═════ DATA SECTION ═════

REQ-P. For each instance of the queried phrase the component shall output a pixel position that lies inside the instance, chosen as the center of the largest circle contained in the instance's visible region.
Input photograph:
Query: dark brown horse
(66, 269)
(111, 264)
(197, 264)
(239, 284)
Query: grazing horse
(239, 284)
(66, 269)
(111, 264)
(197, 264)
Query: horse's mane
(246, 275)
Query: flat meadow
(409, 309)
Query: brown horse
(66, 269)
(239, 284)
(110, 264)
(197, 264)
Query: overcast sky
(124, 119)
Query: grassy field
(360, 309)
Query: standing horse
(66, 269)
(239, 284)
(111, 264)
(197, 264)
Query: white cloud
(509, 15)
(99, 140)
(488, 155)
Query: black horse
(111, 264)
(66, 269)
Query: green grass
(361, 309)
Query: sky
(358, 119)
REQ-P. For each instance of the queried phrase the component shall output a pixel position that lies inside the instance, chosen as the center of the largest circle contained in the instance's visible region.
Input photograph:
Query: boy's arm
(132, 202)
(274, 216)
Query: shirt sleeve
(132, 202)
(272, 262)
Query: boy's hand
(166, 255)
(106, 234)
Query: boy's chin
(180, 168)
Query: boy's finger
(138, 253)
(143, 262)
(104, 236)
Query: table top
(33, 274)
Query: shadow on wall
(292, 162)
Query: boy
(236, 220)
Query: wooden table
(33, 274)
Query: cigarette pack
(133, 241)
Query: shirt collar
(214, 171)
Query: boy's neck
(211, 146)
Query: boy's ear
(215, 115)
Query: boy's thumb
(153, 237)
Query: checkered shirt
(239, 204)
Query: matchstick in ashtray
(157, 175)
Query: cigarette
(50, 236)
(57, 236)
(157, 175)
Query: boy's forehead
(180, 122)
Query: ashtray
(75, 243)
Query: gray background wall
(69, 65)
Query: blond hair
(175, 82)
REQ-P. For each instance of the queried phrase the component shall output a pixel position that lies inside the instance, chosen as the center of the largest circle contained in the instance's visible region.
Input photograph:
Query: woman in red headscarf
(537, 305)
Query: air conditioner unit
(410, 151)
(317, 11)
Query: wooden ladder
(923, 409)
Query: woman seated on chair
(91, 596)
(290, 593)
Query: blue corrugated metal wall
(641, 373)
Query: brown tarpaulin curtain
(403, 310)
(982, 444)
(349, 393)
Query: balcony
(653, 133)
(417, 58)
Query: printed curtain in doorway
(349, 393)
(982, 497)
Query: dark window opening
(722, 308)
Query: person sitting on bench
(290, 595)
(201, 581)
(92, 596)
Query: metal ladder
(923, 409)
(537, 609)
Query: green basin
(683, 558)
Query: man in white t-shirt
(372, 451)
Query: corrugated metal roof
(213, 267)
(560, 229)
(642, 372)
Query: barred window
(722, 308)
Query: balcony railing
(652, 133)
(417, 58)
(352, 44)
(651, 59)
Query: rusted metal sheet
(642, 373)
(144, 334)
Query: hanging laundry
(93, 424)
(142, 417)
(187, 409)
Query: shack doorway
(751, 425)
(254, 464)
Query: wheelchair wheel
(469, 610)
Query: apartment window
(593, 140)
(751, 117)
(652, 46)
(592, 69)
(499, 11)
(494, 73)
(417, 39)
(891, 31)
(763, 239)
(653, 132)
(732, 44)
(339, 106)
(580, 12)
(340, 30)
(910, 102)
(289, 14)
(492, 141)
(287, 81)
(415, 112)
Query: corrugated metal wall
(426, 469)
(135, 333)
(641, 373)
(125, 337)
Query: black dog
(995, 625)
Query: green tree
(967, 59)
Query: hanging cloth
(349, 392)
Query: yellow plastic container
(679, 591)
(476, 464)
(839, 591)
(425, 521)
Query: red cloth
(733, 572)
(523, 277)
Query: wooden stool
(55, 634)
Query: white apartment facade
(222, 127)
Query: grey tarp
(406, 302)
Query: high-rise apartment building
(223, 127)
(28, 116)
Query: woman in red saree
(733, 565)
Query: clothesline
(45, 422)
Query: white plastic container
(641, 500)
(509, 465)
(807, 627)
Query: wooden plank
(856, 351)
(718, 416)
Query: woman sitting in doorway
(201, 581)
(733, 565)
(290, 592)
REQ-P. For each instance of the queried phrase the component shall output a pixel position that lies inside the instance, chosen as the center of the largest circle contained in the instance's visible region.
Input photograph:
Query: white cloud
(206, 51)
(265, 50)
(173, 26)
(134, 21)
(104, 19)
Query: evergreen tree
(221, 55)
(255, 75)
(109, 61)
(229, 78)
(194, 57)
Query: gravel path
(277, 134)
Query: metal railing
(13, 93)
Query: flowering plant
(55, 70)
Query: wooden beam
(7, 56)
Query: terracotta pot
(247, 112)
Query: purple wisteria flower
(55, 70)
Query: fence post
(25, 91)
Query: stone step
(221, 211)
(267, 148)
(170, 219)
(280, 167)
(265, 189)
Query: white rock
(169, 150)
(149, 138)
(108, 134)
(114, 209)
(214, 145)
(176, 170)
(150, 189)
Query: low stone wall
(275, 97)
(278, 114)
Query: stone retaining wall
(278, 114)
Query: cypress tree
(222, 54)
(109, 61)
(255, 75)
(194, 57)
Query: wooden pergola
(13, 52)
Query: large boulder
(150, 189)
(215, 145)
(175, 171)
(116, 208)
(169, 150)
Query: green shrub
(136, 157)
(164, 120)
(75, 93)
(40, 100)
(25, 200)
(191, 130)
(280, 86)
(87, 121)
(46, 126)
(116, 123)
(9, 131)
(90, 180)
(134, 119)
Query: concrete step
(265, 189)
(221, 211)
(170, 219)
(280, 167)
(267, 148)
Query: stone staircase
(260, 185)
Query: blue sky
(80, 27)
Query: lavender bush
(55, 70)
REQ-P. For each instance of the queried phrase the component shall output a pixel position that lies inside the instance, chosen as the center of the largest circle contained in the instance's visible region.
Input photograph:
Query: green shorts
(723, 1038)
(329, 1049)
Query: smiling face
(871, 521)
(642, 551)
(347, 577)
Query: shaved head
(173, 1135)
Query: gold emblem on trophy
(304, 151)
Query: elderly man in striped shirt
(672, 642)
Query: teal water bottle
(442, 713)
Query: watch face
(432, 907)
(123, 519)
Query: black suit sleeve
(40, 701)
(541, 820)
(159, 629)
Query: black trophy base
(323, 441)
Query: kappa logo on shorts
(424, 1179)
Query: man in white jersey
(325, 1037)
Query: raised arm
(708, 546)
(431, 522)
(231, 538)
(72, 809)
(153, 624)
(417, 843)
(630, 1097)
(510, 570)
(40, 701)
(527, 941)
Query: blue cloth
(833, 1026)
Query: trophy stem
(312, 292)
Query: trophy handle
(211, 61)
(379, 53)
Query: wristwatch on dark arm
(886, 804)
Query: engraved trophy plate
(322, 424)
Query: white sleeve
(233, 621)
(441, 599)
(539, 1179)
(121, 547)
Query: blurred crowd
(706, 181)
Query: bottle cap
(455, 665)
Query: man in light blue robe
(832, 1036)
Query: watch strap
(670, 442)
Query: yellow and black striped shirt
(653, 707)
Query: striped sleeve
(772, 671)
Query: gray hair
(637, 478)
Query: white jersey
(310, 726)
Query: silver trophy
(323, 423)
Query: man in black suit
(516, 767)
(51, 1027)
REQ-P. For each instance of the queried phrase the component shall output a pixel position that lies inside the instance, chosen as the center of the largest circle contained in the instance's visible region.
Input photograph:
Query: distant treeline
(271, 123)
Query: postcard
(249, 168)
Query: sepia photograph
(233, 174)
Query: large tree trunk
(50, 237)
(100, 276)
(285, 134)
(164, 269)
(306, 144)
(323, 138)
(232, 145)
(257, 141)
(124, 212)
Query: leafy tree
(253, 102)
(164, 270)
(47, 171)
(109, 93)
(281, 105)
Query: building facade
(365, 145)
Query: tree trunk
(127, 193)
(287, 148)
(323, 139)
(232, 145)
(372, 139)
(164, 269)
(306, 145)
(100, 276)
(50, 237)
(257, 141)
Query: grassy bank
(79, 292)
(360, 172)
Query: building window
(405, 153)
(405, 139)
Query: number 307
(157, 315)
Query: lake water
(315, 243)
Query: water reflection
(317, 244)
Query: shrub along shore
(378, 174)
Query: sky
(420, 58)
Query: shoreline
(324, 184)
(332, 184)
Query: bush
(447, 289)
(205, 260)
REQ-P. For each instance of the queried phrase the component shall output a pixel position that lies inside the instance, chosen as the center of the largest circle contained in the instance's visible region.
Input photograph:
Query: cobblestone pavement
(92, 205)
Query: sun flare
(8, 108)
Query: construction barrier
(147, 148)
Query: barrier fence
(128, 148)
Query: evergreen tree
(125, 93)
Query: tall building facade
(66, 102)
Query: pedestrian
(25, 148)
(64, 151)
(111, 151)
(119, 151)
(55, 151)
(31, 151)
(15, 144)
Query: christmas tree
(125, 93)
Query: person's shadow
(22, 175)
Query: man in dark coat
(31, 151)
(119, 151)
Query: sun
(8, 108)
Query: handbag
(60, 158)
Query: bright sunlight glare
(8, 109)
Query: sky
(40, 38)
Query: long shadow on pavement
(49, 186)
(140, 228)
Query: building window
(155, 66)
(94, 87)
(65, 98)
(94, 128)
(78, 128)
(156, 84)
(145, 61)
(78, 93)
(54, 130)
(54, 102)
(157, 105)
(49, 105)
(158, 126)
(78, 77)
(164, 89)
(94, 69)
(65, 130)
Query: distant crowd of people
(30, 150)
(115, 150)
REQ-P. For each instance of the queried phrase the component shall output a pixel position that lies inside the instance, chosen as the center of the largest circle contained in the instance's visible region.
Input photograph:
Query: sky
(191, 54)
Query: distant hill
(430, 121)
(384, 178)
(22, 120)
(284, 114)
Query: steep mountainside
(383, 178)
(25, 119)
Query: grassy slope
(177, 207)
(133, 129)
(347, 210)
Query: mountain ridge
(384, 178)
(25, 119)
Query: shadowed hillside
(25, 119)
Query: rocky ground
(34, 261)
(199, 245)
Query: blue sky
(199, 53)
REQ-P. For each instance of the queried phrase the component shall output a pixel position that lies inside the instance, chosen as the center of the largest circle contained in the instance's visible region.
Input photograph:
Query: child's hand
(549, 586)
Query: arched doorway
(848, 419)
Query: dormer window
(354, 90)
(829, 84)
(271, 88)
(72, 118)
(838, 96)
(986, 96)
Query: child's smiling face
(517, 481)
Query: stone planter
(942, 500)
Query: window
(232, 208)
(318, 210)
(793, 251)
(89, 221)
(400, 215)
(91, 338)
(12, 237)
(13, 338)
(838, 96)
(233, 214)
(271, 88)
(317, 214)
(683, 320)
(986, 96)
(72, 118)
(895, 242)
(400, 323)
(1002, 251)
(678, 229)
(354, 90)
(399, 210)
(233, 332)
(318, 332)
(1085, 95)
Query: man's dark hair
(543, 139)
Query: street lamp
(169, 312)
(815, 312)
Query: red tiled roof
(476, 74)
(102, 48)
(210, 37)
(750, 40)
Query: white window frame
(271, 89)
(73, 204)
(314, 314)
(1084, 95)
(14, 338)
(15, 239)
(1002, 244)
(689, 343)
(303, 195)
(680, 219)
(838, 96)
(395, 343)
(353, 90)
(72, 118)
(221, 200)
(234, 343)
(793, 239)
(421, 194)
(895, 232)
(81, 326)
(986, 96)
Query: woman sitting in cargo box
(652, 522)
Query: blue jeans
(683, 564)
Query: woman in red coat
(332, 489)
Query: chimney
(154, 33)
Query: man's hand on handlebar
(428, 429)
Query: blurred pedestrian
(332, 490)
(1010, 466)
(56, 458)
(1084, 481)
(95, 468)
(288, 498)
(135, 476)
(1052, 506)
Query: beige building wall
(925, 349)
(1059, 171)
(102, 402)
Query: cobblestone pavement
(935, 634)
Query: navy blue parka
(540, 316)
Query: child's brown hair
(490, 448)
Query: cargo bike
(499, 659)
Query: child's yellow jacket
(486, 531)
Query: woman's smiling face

═════

*GIVEN REQUEST*:
Every line from the one containing "Query: woman sitting in cargo box" through the last line of the entries must be written out verbatim, and no other line.

*WRITTEN SOLUTION*:
Query: woman sitting in cargo box
(652, 522)
Query: blue jeans
(683, 564)
Query: woman in red coat
(332, 489)
Query: chimney
(154, 33)
Query: man's hand on handlebar
(428, 429)
Query: blurred pedestrian
(332, 490)
(1010, 466)
(56, 458)
(1084, 481)
(95, 468)
(288, 498)
(135, 476)
(1052, 506)
Query: beige building wall
(925, 349)
(1059, 171)
(102, 402)
Query: cobblestone pavement
(935, 634)
Query: navy blue parka
(540, 316)
Query: child's brown hair
(490, 448)
Query: cargo bike
(499, 659)
Query: child's yellow jacket
(486, 531)
Query: woman's smiling face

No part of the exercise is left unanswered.